(Collected data entries)
*** Block opens ***

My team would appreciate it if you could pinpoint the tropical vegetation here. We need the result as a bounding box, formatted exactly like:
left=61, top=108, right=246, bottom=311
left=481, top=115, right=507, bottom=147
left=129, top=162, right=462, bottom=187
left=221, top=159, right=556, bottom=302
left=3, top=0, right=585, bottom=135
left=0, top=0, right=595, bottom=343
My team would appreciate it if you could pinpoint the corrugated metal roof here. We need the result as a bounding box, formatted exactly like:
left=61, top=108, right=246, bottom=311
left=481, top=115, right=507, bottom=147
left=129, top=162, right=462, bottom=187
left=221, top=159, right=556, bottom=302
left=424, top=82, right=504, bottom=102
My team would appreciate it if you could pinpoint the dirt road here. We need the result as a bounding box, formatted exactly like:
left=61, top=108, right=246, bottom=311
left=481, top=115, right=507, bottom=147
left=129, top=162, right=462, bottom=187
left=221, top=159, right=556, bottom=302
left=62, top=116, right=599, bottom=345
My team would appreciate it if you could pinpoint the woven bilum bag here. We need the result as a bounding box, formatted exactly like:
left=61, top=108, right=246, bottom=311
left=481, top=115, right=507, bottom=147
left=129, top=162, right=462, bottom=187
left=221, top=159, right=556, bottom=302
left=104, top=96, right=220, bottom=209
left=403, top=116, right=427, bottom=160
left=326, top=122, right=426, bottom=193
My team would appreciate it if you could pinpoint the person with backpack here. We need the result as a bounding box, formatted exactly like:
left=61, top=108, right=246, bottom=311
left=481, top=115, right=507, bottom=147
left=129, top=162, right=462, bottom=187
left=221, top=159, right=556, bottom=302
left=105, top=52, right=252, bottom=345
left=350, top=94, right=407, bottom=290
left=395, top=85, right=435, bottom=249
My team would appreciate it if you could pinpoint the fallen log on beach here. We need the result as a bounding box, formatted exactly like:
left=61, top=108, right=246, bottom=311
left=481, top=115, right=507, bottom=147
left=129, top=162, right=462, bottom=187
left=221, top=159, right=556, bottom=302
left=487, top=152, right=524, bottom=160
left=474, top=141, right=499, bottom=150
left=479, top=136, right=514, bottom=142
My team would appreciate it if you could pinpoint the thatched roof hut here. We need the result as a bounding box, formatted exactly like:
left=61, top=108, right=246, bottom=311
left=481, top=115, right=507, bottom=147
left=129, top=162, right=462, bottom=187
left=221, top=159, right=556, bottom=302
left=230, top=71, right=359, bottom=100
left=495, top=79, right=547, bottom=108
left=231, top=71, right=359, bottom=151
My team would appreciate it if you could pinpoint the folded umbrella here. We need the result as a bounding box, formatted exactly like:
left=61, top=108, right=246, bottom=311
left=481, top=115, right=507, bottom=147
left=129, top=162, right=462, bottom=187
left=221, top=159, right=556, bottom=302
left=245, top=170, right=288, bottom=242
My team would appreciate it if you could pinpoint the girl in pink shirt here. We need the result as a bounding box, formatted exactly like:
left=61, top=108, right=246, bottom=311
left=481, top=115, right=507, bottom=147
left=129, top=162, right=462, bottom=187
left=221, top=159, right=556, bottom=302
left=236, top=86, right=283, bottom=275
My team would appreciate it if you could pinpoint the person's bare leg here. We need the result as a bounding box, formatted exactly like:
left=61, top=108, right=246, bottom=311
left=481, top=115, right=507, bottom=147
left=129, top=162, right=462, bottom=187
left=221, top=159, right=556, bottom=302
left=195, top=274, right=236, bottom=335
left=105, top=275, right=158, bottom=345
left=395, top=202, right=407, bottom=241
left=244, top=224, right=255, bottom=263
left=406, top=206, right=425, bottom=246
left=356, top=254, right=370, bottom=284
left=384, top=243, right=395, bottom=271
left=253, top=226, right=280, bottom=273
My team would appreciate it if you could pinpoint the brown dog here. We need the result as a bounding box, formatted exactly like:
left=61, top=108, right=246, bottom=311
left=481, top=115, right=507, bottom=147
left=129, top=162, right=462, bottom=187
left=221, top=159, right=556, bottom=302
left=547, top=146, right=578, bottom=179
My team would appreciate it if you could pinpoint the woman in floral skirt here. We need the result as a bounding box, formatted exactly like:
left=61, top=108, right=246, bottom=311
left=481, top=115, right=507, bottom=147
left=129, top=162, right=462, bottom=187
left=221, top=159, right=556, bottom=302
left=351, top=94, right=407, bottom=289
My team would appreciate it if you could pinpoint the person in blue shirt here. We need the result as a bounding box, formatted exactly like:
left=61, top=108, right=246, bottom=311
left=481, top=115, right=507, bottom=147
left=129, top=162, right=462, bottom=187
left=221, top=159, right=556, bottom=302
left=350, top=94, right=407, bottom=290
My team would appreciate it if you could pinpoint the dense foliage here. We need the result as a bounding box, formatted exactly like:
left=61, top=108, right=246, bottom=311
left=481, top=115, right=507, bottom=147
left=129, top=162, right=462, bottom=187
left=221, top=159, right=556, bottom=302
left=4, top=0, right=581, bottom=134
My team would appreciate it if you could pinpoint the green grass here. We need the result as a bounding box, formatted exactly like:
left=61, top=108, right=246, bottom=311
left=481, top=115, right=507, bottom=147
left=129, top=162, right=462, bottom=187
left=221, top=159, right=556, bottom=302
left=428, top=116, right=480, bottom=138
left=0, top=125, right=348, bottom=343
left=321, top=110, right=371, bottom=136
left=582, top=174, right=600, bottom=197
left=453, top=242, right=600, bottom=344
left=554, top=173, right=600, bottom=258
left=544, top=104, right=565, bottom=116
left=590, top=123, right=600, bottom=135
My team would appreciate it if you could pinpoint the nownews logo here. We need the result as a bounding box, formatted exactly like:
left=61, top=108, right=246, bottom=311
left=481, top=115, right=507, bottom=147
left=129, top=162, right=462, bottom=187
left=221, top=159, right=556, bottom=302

*** Block closes ***

Reproduce every record word for word.

My team would appreciate it if you could pinpoint the tropical vegetation here. We need the result as a bounding box, formatted exactly like:
left=61, top=108, right=246, bottom=311
left=481, top=115, right=507, bottom=147
left=129, top=162, right=462, bottom=187
left=221, top=159, right=556, bottom=302
left=3, top=0, right=585, bottom=135
left=0, top=0, right=595, bottom=343
My team would appreciate it if you could pinpoint the corrugated metal roof here. We need the result as a bounding box, formatted exactly like:
left=61, top=108, right=246, bottom=311
left=481, top=115, right=507, bottom=147
left=129, top=162, right=462, bottom=187
left=221, top=159, right=556, bottom=302
left=424, top=82, right=504, bottom=102
My team would appreciate it if you could pinpoint the dirt road here. We need the result as a bounding box, formatted exactly like:
left=61, top=108, right=246, bottom=311
left=481, top=115, right=507, bottom=147
left=129, top=162, right=462, bottom=187
left=221, top=159, right=556, bottom=302
left=62, top=116, right=599, bottom=345
My team would appreciate it if you could pinpoint the woven bilum bag here. We need the result as a bounding box, formatted exactly like:
left=61, top=108, right=246, bottom=311
left=481, top=115, right=507, bottom=147
left=129, top=162, right=462, bottom=187
left=221, top=159, right=556, bottom=302
left=104, top=96, right=220, bottom=209
left=403, top=116, right=427, bottom=160
left=326, top=122, right=426, bottom=193
My team would appreciate it if you could pinpoint the person with backpack here. We need the result as a bounding box, formatted exactly like:
left=61, top=108, right=246, bottom=311
left=481, top=115, right=507, bottom=147
left=129, top=162, right=462, bottom=187
left=221, top=159, right=556, bottom=302
left=105, top=52, right=252, bottom=345
left=350, top=94, right=407, bottom=290
left=395, top=85, right=435, bottom=249
My team would appreciate it if you could pinpoint the fallen log on beach here. We need the result as a bounding box, formatted exactly like:
left=61, top=108, right=246, bottom=311
left=481, top=115, right=507, bottom=147
left=129, top=162, right=462, bottom=187
left=221, top=159, right=556, bottom=302
left=487, top=152, right=524, bottom=160
left=474, top=141, right=499, bottom=150
left=479, top=136, right=514, bottom=142
My team would appreciate it if you could pinpoint the thatched roof hut here. We need the result as a bounding box, formatted exactly like:
left=61, top=108, right=246, bottom=311
left=481, top=115, right=507, bottom=147
left=129, top=162, right=462, bottom=187
left=221, top=159, right=556, bottom=302
left=230, top=71, right=359, bottom=100
left=495, top=79, right=547, bottom=108
left=231, top=71, right=359, bottom=151
My team would appreciate it if you could pinpoint the folded umbrella here. We need the result as a bounding box, formatted exactly like:
left=61, top=108, right=246, bottom=311
left=481, top=115, right=507, bottom=147
left=129, top=162, right=462, bottom=187
left=221, top=159, right=556, bottom=302
left=245, top=170, right=288, bottom=242
My team would appreciate it if you could pinpoint the girl in pink shirt here. We need the result as a bounding box, formatted exactly like:
left=61, top=108, right=246, bottom=311
left=481, top=115, right=507, bottom=147
left=129, top=162, right=462, bottom=187
left=221, top=159, right=556, bottom=302
left=236, top=86, right=283, bottom=275
My team would appreciate it if you could pinpoint the person's bare leg here. We need the result as a bounding box, formatted exactly like:
left=61, top=108, right=246, bottom=311
left=481, top=115, right=507, bottom=147
left=129, top=162, right=462, bottom=187
left=221, top=159, right=556, bottom=302
left=195, top=274, right=236, bottom=335
left=105, top=275, right=158, bottom=345
left=395, top=202, right=407, bottom=241
left=244, top=224, right=255, bottom=263
left=406, top=206, right=425, bottom=246
left=356, top=254, right=370, bottom=284
left=384, top=243, right=395, bottom=271
left=253, top=226, right=280, bottom=273
My team would appreciate it if you could pinpoint the brown dog here. We need the result as a bounding box, formatted exactly like:
left=61, top=108, right=246, bottom=311
left=481, top=115, right=507, bottom=147
left=129, top=162, right=462, bottom=187
left=221, top=159, right=556, bottom=302
left=547, top=146, right=578, bottom=179
My team would appreciate it if you could pinpoint the woman in floral skirt here. We need the result as a bounding box, formatted exactly like:
left=61, top=108, right=246, bottom=311
left=481, top=115, right=507, bottom=147
left=129, top=162, right=462, bottom=187
left=221, top=159, right=556, bottom=302
left=351, top=94, right=407, bottom=289
My team would appreciate it if you could pinpoint the person in blue shirt here. We need the result as a bounding box, formatted exactly like:
left=61, top=108, right=246, bottom=311
left=481, top=115, right=507, bottom=147
left=129, top=162, right=462, bottom=187
left=221, top=159, right=556, bottom=302
left=350, top=94, right=407, bottom=290
My team would appreciate it if you could pinpoint the dense foliage here. We need the result as a bounding box, formatted exactly like:
left=61, top=108, right=246, bottom=311
left=481, top=115, right=507, bottom=147
left=129, top=162, right=462, bottom=187
left=221, top=159, right=556, bottom=302
left=4, top=0, right=581, bottom=134
My team would appreciate it if you could pinpoint the green grass here. We need the result as a bounding box, formatted exactly like:
left=61, top=108, right=246, bottom=311
left=481, top=115, right=507, bottom=147
left=129, top=162, right=462, bottom=187
left=221, top=159, right=556, bottom=302
left=428, top=116, right=480, bottom=138
left=0, top=125, right=348, bottom=343
left=321, top=110, right=371, bottom=136
left=582, top=174, right=600, bottom=197
left=453, top=242, right=600, bottom=344
left=554, top=173, right=600, bottom=258
left=544, top=104, right=565, bottom=116
left=590, top=123, right=600, bottom=135
My team would appreciate it if you could pinpoint the nownews logo here. We need the result as a bounding box, formatted exactly like:
left=61, top=108, right=246, bottom=311
left=481, top=115, right=507, bottom=147
left=129, top=162, right=462, bottom=187
left=221, top=159, right=556, bottom=302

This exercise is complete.